WHAT YOU WILL DO » Turn the lines of the records below into a JSON list of strings, one string per line, from the line that contains "One dot marks each instance of the porch roof." through the line that contains "[(163, 239)]". Leave out any blank lines.

-*-*-

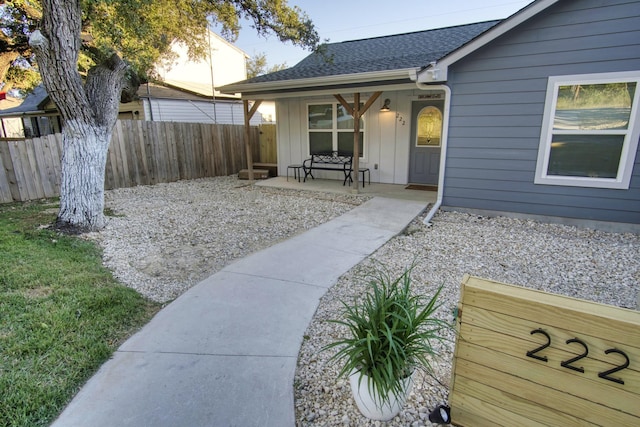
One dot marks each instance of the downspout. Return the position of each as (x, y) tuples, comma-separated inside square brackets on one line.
[(443, 153)]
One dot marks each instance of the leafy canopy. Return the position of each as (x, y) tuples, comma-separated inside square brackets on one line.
[(141, 31)]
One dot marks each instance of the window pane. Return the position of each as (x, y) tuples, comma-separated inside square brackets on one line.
[(429, 127), (596, 156), (345, 143), (345, 120), (594, 107), (321, 116), (320, 142)]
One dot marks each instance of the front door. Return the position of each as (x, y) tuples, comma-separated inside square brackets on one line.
[(426, 140)]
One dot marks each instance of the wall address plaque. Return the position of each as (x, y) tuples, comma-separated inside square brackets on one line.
[(530, 358)]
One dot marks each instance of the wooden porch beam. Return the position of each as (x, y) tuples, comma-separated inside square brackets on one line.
[(248, 114), (357, 113)]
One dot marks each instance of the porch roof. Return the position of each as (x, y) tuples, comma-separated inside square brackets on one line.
[(384, 58)]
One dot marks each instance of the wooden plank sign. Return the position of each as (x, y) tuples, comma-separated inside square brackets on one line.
[(529, 358)]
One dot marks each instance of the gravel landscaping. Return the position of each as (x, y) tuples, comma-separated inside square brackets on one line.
[(163, 239)]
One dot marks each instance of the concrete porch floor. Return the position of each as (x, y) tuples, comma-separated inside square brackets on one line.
[(393, 191)]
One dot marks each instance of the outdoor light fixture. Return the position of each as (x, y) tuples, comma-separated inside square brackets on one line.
[(440, 415)]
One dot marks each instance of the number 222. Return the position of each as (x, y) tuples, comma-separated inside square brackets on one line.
[(569, 362)]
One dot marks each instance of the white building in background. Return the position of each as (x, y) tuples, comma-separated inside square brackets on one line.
[(224, 64), (187, 93)]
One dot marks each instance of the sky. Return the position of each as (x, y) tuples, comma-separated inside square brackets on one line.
[(340, 20)]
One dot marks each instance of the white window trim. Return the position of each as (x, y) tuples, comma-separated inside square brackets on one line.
[(630, 145), (335, 130)]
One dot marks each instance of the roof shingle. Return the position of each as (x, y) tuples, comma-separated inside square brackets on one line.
[(394, 52)]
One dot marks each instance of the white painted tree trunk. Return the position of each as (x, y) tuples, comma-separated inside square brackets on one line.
[(84, 159), (89, 111)]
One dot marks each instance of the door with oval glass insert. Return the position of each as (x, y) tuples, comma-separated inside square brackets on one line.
[(426, 140)]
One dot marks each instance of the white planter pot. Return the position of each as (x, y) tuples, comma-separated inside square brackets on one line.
[(370, 405)]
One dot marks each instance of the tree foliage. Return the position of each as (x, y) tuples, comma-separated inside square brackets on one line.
[(258, 65), (116, 42), (141, 31)]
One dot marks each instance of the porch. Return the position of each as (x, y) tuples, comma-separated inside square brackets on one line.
[(393, 191)]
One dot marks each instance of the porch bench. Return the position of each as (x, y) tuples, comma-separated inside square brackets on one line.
[(332, 160)]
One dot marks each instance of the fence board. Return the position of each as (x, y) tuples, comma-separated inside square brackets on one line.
[(46, 185), (141, 153), (5, 190)]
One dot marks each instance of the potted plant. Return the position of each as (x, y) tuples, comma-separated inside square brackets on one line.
[(390, 334)]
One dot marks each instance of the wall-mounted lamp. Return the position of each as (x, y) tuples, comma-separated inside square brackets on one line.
[(433, 70)]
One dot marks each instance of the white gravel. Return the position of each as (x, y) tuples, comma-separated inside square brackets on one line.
[(164, 239)]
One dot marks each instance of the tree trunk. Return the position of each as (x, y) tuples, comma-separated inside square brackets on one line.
[(89, 112), (84, 157)]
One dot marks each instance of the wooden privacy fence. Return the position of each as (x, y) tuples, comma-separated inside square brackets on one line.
[(530, 358), (141, 153)]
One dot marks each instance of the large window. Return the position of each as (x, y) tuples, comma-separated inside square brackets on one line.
[(590, 131), (331, 129)]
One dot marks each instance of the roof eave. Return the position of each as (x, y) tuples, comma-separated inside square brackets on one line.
[(439, 72), (315, 82)]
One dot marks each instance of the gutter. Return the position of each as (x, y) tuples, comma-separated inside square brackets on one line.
[(445, 138), (316, 82)]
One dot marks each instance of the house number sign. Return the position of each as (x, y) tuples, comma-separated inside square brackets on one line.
[(571, 363)]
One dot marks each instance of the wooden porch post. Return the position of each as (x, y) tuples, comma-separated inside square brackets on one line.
[(248, 114), (356, 113)]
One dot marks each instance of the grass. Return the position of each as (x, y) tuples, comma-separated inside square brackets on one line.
[(62, 314)]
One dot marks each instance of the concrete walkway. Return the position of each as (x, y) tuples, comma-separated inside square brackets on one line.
[(225, 352)]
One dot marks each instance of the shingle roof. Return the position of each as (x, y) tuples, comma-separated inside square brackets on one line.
[(394, 52)]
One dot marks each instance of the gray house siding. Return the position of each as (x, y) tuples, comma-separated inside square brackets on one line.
[(497, 106)]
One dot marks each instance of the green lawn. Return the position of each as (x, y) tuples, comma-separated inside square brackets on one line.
[(62, 314)]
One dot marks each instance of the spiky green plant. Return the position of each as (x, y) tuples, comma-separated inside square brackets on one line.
[(390, 333)]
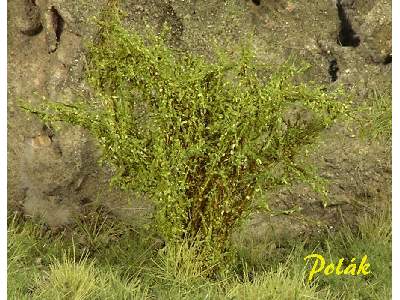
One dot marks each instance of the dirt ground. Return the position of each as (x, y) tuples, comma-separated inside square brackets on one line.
[(55, 175)]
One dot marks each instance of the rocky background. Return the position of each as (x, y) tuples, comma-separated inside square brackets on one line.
[(54, 175)]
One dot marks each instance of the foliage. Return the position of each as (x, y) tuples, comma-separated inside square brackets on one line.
[(177, 274), (202, 139)]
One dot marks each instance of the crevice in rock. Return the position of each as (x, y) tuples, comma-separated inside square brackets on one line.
[(347, 37), (333, 69), (58, 23), (388, 59)]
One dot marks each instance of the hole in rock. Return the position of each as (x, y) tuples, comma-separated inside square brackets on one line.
[(347, 36)]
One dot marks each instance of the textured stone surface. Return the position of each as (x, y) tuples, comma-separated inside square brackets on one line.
[(54, 174)]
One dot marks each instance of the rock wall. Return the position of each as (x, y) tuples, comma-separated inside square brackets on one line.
[(54, 174)]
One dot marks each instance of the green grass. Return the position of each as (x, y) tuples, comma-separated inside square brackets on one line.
[(42, 265)]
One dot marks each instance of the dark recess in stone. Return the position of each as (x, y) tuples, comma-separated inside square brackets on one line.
[(347, 36), (388, 59), (333, 69), (58, 23)]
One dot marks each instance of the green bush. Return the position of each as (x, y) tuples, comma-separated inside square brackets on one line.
[(200, 138)]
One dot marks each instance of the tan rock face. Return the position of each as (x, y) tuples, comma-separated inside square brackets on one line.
[(55, 173)]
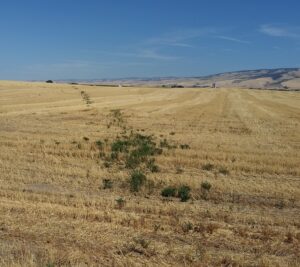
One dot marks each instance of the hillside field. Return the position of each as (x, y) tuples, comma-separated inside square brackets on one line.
[(67, 162)]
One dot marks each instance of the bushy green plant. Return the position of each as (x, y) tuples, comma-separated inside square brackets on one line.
[(184, 193), (169, 191), (205, 186), (137, 180), (207, 167), (107, 183)]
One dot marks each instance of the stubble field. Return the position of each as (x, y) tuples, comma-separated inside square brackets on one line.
[(66, 199)]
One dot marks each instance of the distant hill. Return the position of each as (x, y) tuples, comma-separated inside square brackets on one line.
[(283, 79)]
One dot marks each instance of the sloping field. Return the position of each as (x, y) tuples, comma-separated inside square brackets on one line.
[(67, 200)]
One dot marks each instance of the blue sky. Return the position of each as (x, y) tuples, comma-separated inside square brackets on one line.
[(85, 39)]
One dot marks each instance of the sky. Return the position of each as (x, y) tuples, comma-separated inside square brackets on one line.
[(96, 39)]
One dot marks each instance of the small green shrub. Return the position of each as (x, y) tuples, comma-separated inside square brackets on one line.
[(205, 186), (169, 191), (107, 184), (137, 180), (99, 144), (186, 227), (207, 167), (185, 146), (120, 203), (152, 166), (184, 193)]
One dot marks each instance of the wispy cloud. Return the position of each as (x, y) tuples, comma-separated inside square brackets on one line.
[(179, 38), (280, 31), (140, 53), (232, 39)]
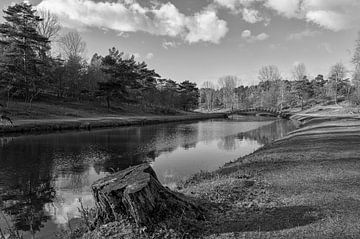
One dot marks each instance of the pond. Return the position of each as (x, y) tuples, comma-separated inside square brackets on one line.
[(42, 177)]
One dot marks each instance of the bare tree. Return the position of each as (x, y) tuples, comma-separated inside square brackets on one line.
[(209, 91), (336, 75), (299, 72), (228, 85), (269, 73), (50, 25), (72, 44)]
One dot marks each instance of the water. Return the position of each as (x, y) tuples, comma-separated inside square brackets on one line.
[(42, 177)]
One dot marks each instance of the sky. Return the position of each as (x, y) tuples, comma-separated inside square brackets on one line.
[(203, 40)]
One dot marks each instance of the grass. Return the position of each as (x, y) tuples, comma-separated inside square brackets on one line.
[(307, 186)]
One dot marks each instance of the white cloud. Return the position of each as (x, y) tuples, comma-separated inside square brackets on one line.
[(169, 44), (149, 56), (327, 47), (247, 35), (334, 15), (251, 15), (129, 16), (235, 4), (206, 26), (303, 34), (330, 14), (288, 8)]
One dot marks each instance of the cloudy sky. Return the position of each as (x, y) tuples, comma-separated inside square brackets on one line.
[(200, 40)]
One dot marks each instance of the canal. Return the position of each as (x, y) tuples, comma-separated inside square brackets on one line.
[(42, 177)]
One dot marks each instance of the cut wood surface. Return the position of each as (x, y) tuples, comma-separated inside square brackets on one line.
[(136, 193)]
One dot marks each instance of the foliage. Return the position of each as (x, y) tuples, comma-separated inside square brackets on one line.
[(24, 58)]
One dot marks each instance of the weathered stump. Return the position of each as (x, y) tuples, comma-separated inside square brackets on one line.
[(136, 193)]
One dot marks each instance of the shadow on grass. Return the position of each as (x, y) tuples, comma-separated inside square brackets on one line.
[(268, 220)]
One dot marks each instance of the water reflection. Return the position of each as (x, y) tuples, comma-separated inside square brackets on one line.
[(42, 177)]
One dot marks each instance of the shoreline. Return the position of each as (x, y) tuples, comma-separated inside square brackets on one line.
[(304, 185), (54, 125)]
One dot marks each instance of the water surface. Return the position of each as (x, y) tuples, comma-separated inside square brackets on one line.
[(43, 177)]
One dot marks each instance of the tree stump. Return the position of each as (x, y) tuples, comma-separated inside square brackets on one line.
[(136, 193)]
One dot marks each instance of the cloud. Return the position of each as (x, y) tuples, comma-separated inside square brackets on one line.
[(327, 47), (334, 15), (247, 35), (169, 44), (251, 15), (303, 34), (126, 16), (149, 56), (206, 26), (235, 4)]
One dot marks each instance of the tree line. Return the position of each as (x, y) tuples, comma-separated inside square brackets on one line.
[(30, 69), (275, 91)]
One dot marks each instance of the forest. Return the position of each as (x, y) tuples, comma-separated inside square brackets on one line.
[(39, 62), (274, 90), (278, 92)]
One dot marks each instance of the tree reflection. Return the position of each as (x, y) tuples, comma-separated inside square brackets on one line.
[(26, 185), (268, 133)]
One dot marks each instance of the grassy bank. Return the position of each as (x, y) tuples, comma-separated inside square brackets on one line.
[(47, 117), (305, 185)]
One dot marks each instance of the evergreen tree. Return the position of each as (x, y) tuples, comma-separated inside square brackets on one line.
[(25, 52), (189, 95)]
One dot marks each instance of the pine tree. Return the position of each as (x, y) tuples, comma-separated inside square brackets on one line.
[(25, 52)]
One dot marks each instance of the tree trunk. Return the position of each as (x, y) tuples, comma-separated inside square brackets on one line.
[(108, 102), (136, 193)]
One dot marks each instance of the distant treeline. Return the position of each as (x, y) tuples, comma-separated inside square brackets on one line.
[(276, 92), (29, 69)]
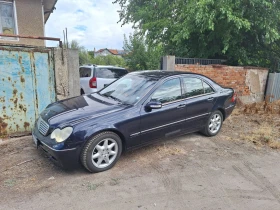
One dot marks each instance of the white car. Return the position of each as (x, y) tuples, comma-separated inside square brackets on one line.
[(95, 77)]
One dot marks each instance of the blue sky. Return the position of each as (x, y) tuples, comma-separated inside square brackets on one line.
[(93, 23)]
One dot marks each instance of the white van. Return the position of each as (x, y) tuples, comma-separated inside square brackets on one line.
[(95, 77)]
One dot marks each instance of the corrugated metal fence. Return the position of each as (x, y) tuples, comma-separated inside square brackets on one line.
[(273, 86), (27, 86)]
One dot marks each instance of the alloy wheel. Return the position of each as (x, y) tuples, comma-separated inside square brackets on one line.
[(215, 123)]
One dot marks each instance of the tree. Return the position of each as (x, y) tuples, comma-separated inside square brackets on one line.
[(108, 60), (245, 32), (139, 55)]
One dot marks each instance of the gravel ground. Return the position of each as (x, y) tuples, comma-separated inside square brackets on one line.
[(237, 169)]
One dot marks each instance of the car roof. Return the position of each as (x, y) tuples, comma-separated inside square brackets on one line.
[(159, 74)]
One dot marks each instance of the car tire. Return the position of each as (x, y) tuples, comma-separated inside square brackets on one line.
[(214, 124), (98, 156)]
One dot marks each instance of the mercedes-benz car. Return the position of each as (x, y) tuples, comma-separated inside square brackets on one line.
[(135, 110)]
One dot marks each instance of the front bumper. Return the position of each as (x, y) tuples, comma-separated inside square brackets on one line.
[(66, 158)]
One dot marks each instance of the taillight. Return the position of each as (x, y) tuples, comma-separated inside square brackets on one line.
[(233, 98), (93, 82)]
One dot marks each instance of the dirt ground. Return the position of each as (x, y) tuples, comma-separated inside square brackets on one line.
[(237, 169)]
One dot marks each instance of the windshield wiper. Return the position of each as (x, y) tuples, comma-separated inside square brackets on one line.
[(114, 98)]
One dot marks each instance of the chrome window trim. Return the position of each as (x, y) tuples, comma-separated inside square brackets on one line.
[(161, 126)]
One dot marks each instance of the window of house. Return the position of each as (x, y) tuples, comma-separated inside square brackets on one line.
[(168, 91), (7, 19)]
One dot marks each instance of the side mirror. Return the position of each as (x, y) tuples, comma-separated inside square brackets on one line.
[(154, 105)]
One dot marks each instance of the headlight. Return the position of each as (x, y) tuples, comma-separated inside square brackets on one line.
[(61, 135)]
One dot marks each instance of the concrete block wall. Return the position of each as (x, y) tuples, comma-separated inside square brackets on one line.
[(67, 78), (248, 82)]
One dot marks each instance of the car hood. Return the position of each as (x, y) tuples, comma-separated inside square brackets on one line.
[(73, 110)]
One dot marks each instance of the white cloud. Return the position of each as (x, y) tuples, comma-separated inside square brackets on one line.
[(93, 23)]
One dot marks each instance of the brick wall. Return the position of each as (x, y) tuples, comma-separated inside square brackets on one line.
[(248, 82)]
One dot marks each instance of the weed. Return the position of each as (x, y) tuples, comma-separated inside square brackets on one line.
[(92, 186), (9, 182)]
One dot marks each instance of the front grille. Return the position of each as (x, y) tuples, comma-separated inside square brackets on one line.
[(43, 127)]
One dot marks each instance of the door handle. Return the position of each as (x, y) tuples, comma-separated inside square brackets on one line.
[(181, 106)]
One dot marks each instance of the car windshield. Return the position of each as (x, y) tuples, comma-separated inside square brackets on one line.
[(129, 89)]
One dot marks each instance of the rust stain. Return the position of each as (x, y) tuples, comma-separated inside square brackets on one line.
[(35, 80), (22, 79), (26, 125)]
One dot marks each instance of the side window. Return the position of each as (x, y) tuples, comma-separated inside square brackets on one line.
[(193, 87), (168, 91), (207, 88), (7, 19)]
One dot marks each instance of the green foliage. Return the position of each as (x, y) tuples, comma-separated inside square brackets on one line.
[(139, 55), (245, 32), (108, 60)]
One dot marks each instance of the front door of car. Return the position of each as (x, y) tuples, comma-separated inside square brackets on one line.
[(167, 120), (200, 98)]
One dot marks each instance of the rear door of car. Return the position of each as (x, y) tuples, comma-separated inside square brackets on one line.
[(85, 76), (168, 120), (200, 97), (105, 76)]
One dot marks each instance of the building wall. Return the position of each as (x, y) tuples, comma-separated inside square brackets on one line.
[(29, 18), (248, 82)]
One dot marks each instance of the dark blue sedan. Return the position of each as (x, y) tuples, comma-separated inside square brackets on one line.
[(134, 111)]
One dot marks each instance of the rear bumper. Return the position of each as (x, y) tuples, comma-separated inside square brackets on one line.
[(67, 158)]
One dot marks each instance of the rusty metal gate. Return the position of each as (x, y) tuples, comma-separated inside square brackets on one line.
[(27, 86)]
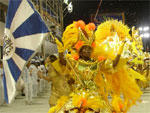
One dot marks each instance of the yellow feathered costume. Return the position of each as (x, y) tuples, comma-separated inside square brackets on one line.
[(115, 82)]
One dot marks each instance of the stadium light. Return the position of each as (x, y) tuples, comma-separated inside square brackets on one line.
[(146, 28), (146, 35), (140, 28)]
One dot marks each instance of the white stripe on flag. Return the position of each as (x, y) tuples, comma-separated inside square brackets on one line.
[(19, 61), (31, 41), (10, 82), (23, 13)]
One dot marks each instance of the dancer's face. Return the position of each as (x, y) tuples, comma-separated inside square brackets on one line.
[(85, 52)]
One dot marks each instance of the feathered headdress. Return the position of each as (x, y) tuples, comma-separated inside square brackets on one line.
[(78, 34)]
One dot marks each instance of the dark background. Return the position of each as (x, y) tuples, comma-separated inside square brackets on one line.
[(137, 12)]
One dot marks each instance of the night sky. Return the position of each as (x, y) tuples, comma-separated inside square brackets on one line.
[(136, 12)]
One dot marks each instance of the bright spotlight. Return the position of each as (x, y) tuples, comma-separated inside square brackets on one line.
[(146, 28), (140, 28), (146, 35), (142, 35)]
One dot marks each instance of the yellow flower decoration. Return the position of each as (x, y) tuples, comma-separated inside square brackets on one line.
[(109, 27)]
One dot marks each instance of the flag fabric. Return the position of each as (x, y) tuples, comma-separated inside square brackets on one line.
[(24, 33)]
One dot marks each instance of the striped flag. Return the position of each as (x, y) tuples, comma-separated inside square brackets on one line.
[(24, 33)]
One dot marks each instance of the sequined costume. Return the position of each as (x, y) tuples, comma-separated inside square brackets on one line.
[(98, 77)]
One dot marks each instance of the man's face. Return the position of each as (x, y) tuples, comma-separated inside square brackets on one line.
[(86, 51)]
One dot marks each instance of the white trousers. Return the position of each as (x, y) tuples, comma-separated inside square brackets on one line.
[(28, 91), (1, 93), (40, 85), (35, 90)]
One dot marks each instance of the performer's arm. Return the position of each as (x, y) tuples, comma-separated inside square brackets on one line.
[(61, 52), (115, 62)]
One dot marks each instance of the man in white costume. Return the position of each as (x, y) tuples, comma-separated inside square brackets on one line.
[(28, 84), (34, 72), (2, 101)]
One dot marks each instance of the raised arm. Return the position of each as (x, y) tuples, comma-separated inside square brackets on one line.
[(116, 60), (60, 51)]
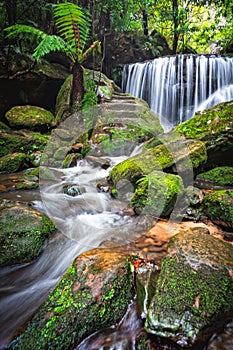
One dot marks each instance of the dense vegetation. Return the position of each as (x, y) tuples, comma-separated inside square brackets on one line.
[(188, 25)]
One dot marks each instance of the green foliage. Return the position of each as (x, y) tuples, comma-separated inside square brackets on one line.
[(73, 24)]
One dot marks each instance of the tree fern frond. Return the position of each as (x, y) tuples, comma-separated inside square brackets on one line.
[(73, 25), (51, 43), (23, 31)]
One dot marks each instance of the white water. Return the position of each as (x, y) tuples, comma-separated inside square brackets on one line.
[(176, 86), (85, 222)]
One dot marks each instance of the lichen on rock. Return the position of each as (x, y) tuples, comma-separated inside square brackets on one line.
[(194, 292), (94, 293)]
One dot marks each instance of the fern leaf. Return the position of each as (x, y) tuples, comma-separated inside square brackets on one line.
[(23, 31), (50, 43), (73, 25)]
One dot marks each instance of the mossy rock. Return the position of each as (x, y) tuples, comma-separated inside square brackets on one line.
[(23, 233), (14, 162), (94, 293), (218, 206), (222, 176), (30, 117), (182, 156), (194, 292), (208, 124), (24, 140), (213, 126), (157, 193)]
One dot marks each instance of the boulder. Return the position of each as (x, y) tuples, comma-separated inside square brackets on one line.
[(30, 117), (216, 178), (157, 193), (218, 206), (94, 293), (24, 140), (24, 232), (14, 162), (214, 127), (179, 156), (194, 292)]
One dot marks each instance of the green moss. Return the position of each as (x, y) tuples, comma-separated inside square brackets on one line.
[(30, 117), (12, 142), (220, 175), (72, 312), (14, 162), (194, 290), (218, 205), (23, 233), (207, 124), (156, 193)]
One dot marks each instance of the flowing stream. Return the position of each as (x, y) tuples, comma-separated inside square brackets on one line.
[(85, 221), (176, 87)]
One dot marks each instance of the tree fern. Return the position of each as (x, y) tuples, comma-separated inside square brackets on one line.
[(73, 25), (47, 43)]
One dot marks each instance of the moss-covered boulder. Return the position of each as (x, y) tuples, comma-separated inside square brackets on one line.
[(23, 233), (94, 293), (213, 126), (22, 140), (194, 292), (30, 117), (217, 177), (177, 156), (157, 193), (14, 162), (218, 205)]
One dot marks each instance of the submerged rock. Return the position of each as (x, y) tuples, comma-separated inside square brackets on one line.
[(194, 292), (23, 233), (94, 293)]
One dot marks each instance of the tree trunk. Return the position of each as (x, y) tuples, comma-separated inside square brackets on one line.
[(175, 24), (11, 10), (145, 22), (77, 92)]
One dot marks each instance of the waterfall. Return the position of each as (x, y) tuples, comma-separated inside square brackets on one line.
[(176, 87)]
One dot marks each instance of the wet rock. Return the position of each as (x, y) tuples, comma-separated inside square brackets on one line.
[(176, 156), (14, 162), (24, 232), (217, 178), (24, 140), (218, 206), (157, 193), (94, 293), (30, 117), (194, 292), (214, 127)]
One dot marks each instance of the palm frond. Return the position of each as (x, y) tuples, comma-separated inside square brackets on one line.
[(73, 25)]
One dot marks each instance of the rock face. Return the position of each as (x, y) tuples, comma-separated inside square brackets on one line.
[(214, 127), (156, 194), (30, 117), (94, 293), (218, 205), (24, 232), (194, 292)]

-*-*-

REPLY TO THE TASK »
[
  "One dot marks each instance of the porch roof. Return the position of each as (x, y) tuples, comma-separated inside square brackets on one line.",
  "[(384, 58)]",
  "One dot marks each instance of the wooden plank sign. Return the position of each as (x, y) tuples, comma-separated inside square brackets on one line.",
  "[(529, 358)]",
  "One dot marks each instance of the gravel landscaping. Return the position of each as (x, y) tuples, comma-separated inside square brackets on one line.",
  "[(163, 239)]"
]